## TEXT SEGMENT
[start]

# Visit to Thailand



## Sloth (Oct 7, 2017)

Hi Guys, I considering a trip to Thailand in January and Ive sort of planned an Itinery,
as you people know the land can I get your thoughts ie too long in some places, not enough time etc.
I'm a single traveller 49 years, here`s the plan - Chaing Mai 4 nights, fly to Kou Samuri 7 nights then back to Bangkok for 4 nights. Any other suggestions, I must say I don't want to be moving everyday.
Thanks in advance


----------



## XDoodlebugger (Jan 24, 2012)

Sloth said:


> Hi Guys, I considering a trip to Thailand in January and Ive sort of planned an Itinery,
> as you people know the land can I get your thoughts ie too long in some places, not enough time etc.
> I'm a single traveller 49 years, here`s the plan - Chaing Mai 4 nights, fly to Kou Samuri 7 nights then back to Bangkok for 4 nights. Any other suggestions, I must say I don't want to be moving everyday.

[end]

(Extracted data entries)
[start]

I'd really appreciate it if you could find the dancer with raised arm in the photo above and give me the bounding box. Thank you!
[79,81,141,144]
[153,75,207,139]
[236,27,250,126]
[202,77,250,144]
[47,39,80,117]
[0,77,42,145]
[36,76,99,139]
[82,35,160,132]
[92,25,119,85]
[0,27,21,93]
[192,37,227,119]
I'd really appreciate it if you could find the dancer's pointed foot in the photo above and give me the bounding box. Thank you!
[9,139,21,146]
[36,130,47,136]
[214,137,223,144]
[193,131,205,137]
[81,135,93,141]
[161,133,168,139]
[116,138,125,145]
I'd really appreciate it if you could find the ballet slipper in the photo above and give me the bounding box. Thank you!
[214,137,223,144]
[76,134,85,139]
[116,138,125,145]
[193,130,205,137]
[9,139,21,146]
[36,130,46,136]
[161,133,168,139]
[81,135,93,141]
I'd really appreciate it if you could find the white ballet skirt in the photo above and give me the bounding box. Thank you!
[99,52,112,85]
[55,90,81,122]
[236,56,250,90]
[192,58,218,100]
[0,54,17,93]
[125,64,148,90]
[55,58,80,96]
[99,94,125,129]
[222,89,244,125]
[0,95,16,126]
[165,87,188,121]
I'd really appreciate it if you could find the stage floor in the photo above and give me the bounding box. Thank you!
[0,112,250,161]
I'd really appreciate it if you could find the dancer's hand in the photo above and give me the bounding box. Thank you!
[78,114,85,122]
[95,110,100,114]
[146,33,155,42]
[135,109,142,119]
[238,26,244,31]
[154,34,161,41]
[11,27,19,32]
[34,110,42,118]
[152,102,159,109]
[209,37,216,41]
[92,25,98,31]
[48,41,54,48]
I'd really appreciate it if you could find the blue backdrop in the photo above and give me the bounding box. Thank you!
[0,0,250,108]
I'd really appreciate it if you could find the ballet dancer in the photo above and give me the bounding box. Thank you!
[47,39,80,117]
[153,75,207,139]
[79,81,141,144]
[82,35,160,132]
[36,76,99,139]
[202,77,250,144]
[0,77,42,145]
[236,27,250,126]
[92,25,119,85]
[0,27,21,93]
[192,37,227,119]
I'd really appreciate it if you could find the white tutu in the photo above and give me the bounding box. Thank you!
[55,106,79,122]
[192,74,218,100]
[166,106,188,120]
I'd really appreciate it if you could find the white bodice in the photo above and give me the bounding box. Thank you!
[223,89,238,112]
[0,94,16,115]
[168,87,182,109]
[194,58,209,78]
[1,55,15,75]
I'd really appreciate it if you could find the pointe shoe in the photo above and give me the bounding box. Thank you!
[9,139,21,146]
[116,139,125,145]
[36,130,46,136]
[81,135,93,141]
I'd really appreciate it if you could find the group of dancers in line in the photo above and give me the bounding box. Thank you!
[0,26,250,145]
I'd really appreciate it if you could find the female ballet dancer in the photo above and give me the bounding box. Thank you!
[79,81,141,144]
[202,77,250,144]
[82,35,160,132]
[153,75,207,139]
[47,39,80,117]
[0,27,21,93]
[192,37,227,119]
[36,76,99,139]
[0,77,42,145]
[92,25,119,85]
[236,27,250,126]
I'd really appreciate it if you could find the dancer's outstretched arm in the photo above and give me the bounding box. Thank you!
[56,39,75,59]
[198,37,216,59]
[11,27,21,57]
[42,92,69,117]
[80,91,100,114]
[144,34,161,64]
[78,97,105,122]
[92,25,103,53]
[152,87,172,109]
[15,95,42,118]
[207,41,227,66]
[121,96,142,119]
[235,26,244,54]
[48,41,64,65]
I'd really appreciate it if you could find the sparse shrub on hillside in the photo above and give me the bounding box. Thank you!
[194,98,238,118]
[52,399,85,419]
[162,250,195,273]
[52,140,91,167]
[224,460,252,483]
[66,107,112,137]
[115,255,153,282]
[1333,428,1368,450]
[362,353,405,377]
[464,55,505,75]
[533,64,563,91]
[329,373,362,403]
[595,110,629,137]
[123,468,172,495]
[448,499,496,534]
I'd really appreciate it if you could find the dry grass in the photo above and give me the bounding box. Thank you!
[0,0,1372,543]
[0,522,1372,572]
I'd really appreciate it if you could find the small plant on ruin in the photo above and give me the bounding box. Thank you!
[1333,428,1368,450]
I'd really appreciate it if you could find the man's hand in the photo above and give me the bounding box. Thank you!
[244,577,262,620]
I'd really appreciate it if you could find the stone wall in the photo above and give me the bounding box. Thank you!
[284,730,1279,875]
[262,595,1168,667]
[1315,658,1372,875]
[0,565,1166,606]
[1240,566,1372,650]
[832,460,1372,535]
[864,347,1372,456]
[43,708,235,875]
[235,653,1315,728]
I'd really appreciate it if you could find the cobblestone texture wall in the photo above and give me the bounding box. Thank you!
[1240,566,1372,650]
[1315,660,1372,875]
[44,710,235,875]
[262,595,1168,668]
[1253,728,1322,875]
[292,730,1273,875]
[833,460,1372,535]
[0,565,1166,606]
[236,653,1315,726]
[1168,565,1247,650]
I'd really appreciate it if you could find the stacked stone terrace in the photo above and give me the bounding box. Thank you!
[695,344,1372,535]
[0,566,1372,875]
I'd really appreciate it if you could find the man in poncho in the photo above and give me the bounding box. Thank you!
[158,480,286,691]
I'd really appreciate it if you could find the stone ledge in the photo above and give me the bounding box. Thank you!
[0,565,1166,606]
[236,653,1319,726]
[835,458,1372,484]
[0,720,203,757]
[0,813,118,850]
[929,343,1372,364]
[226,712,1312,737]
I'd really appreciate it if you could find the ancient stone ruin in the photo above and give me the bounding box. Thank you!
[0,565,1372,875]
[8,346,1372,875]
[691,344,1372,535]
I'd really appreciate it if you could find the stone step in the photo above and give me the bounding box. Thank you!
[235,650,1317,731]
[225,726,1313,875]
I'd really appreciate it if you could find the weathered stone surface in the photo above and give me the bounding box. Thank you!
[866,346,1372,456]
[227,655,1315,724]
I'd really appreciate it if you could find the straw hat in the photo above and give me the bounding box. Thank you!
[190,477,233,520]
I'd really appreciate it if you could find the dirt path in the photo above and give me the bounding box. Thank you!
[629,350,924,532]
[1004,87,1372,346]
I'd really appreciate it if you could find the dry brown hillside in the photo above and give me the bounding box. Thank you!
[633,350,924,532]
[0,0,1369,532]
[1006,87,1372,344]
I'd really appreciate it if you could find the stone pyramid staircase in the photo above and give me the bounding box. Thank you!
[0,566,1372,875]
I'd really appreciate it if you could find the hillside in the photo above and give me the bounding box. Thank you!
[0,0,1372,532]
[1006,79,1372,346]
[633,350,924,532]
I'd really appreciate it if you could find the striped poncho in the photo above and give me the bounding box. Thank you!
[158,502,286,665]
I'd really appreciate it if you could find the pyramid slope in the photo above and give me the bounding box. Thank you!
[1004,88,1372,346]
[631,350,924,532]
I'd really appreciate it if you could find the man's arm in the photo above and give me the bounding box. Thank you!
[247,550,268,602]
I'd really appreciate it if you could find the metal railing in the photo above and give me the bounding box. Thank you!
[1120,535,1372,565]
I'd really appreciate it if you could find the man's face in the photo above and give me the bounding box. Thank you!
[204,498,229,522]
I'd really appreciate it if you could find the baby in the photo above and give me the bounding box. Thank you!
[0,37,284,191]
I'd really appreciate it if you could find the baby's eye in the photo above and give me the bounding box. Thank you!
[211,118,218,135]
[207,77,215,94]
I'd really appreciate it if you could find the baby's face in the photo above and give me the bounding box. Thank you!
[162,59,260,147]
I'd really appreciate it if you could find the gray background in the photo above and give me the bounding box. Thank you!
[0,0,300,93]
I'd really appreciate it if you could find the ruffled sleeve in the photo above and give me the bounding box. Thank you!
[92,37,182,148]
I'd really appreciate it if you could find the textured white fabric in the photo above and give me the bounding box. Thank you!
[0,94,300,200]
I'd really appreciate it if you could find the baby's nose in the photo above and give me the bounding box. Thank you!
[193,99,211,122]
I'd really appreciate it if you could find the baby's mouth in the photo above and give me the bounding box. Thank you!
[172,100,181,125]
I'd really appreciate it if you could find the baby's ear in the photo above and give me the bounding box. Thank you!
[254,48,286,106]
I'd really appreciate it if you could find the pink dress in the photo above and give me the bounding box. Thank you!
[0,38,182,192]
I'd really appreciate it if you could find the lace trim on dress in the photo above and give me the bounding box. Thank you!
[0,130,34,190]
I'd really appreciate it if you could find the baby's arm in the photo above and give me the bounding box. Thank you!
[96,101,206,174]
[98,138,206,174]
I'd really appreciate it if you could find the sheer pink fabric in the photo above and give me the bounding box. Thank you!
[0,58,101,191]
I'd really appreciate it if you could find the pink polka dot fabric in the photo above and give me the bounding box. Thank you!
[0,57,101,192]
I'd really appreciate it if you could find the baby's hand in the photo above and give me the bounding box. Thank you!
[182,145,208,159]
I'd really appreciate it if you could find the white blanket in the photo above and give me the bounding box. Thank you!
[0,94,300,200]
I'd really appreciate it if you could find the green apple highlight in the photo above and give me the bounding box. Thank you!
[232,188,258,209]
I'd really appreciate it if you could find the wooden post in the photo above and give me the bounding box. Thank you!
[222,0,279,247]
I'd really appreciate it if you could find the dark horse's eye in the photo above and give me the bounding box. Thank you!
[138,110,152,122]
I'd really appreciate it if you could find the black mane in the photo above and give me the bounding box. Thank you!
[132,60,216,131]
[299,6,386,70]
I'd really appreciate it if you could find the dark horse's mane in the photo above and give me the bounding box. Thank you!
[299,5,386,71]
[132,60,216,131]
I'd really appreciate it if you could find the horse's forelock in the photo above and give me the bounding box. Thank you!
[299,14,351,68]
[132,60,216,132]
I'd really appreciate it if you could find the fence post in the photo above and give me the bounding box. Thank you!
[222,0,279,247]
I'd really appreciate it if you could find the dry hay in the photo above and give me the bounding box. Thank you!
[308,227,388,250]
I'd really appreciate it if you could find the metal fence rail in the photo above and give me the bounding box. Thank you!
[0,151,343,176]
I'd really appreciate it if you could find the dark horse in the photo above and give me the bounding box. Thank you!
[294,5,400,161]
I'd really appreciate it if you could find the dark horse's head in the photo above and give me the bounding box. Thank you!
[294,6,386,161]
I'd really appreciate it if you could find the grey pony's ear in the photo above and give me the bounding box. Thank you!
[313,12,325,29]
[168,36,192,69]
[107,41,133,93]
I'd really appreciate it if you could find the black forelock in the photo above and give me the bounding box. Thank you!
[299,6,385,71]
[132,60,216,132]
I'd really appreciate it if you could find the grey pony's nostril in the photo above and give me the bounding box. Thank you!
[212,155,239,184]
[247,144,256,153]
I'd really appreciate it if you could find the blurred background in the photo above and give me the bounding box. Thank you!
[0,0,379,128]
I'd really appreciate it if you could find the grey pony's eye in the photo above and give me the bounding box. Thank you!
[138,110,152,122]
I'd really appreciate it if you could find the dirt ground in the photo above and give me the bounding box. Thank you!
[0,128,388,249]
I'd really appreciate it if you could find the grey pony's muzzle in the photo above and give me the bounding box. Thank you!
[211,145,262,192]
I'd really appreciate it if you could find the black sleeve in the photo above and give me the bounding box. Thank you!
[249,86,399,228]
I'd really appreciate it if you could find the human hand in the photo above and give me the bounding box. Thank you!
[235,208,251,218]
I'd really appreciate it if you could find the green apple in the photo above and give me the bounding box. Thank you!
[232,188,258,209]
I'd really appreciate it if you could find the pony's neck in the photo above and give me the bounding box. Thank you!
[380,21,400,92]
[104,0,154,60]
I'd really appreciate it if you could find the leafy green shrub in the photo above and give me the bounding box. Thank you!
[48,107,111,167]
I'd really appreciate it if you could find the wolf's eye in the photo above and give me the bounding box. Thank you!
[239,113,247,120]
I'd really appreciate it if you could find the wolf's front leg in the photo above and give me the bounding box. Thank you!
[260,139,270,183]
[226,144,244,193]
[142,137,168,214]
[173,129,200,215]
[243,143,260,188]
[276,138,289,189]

[end]

## BRIEF 1
In the Thailand trip thread, render this sentence in Spanish: "Any other suggestions, I must say I don't want to be moving everyday."
## BRIEF 2
Please carry on the Thailand trip thread, picking up right after its last sentence.

## REPLY 1
¿Alguna otra sugerencia? Debo decir que no quiero estar trasladándome todos los días.

## REPLY 2
> Thanks in advance


Sounds like a reasonable plan to me as long as you like the beach. I tend to use Bangkok as my base as I like the nightlife, not as much selection of that outside of Bangkok except Pattaya but it's there as well.


----------



## Eliza5 (Oct 8, 2017)

visit chiang rai

Sent from my SM-T561 using Tapatalk


----------



## Mardle (Nov 13, 2017)

Koh Samui is a very touristic island, mayge Krabi or Koh Phi Phi, though very touristic are better place for 7 days, enjoy!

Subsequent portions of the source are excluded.